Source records
◆ ◆ ◆

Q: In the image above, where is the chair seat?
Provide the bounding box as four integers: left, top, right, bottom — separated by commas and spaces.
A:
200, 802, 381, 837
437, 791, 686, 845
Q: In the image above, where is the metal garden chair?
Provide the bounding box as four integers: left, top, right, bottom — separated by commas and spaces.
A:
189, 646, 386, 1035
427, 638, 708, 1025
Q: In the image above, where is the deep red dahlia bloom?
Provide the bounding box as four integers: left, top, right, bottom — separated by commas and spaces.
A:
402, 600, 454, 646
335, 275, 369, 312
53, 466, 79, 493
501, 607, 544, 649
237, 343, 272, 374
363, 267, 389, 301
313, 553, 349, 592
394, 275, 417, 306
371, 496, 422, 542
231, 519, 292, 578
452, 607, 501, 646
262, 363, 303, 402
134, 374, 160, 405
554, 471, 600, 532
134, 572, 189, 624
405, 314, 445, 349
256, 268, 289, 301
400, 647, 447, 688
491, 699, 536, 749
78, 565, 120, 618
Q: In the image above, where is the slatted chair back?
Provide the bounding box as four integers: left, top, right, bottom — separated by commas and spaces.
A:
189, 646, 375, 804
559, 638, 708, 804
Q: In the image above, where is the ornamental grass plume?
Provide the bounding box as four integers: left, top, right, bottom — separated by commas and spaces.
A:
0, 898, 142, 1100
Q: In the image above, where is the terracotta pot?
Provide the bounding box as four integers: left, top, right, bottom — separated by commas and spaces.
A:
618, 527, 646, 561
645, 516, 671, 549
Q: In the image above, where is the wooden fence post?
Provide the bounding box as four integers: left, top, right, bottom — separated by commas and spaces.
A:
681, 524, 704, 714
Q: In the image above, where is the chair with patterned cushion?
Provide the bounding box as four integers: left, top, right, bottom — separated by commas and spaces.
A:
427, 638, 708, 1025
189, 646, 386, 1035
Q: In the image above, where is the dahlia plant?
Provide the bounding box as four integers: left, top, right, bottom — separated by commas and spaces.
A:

◆ ◆ ◆

Arrange every line of the records above as a Markdown table with the columns "No." and "Line", numbering the rows in order and omitting any blank lines.

| No. | Line |
|---|---|
| 1 | Q: In the image above, where is the chair seat? |
| 2 | Provide the bounding box as four integers: left, top, right, bottom — separated by commas and spaces. |
| 3 | A: |
| 4 | 200, 802, 381, 837 |
| 5 | 437, 791, 686, 845 |
| 6 | Q: In the image above, where is the metal garden chair? |
| 7 | Provide the bounding box as four integers: left, top, right, bottom — separated by commas and spaces. |
| 8 | A: |
| 9 | 189, 646, 386, 1035 |
| 10 | 427, 638, 708, 1025 |
| 11 | Q: In the image above, where is the deep red dahlia bloom? |
| 12 | Provide the bounding box as four integers: left, top, right, bottom — separated by commas and spaces. |
| 13 | A: |
| 14 | 402, 600, 454, 646 |
| 15 | 335, 275, 369, 312 |
| 16 | 53, 466, 79, 493 |
| 17 | 501, 607, 544, 649 |
| 18 | 237, 343, 272, 374 |
| 19 | 363, 267, 389, 301 |
| 20 | 313, 553, 349, 592 |
| 21 | 394, 275, 417, 306 |
| 22 | 371, 496, 422, 542 |
| 23 | 231, 519, 292, 578 |
| 24 | 452, 607, 501, 646 |
| 25 | 262, 363, 303, 402 |
| 26 | 134, 374, 160, 405 |
| 27 | 554, 471, 600, 532 |
| 28 | 134, 572, 189, 624 |
| 29 | 405, 314, 445, 349 |
| 30 | 256, 268, 289, 301 |
| 31 | 400, 647, 447, 688 |
| 32 | 491, 699, 536, 749 |
| 33 | 78, 565, 120, 618 |
| 34 | Q: In the image above, where is the slatted chair back? |
| 35 | Provide the bounding box as four integers: left, top, right, bottom — separated by commas and spaces. |
| 36 | A: |
| 37 | 189, 646, 375, 804 |
| 38 | 559, 638, 708, 804 |
| 39 | Q: In the image above, where is the ornamental grass plume? |
| 40 | Provide the bounding box as four integers: left, top, right, bottom — separated by commas and spaces. |
| 41 | A: |
| 42 | 0, 898, 142, 1100 |
| 43 | Q: In the image above, where is the terracotta pot? |
| 44 | Provide the bounding box as four integers: left, top, right, bottom — separated by commas and spaces. |
| 45 | A: |
| 46 | 618, 527, 646, 561 |
| 47 | 645, 516, 671, 549 |
| 48 | Q: In the image above, where is the wooden fence post? |
| 49 | Provide the bounding box as four integers: left, top, right, bottom — separated by commas and spaces. |
| 50 | A: |
| 51 | 681, 524, 704, 714 |
| 52 | Q: In the image above, where is the chair with patterned cushion? |
| 53 | Provide the bounding box as four integers: left, top, right, bottom — separated by commas and spaces. |
| 54 | A: |
| 55 | 427, 638, 708, 1025 |
| 56 | 189, 646, 386, 1035 |
| 57 | Q: In the image above, where is the dahlia plant? |
| 58 | Provide the bounding box as four integers: left, top, right, bottom — separated by commas and spaces. |
| 59 | A: |